EXERCISE PROMPT: If a line in the records below holds the string "blue", count it, and state only the final count.

Region pointing data:
---------------
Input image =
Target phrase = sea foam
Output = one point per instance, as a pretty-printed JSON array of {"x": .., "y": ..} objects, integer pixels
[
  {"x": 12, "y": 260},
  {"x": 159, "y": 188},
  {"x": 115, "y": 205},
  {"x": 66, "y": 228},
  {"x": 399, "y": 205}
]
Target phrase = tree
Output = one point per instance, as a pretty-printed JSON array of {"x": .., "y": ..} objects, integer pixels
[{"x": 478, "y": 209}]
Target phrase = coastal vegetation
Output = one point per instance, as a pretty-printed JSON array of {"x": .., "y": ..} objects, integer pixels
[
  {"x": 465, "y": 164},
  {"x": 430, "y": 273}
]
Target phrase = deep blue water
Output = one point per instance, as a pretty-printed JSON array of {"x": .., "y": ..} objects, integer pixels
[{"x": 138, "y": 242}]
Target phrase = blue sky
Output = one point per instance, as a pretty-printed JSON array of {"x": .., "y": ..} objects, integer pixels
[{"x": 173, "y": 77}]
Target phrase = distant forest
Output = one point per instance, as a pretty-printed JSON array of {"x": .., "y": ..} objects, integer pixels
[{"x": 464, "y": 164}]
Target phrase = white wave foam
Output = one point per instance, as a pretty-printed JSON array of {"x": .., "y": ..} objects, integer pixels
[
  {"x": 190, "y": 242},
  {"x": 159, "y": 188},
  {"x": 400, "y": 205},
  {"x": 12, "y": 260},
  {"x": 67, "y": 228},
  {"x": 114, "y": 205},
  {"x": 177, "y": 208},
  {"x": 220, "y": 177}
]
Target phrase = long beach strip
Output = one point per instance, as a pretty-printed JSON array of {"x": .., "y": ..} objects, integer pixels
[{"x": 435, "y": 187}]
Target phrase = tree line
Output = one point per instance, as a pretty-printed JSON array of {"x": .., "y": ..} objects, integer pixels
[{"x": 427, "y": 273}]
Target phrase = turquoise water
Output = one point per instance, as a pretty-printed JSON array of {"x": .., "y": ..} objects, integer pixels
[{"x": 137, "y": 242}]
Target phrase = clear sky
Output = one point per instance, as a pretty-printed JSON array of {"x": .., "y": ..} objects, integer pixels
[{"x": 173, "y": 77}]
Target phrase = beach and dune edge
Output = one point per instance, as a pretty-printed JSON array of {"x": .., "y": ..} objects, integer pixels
---------------
TASK SOLUTION: 2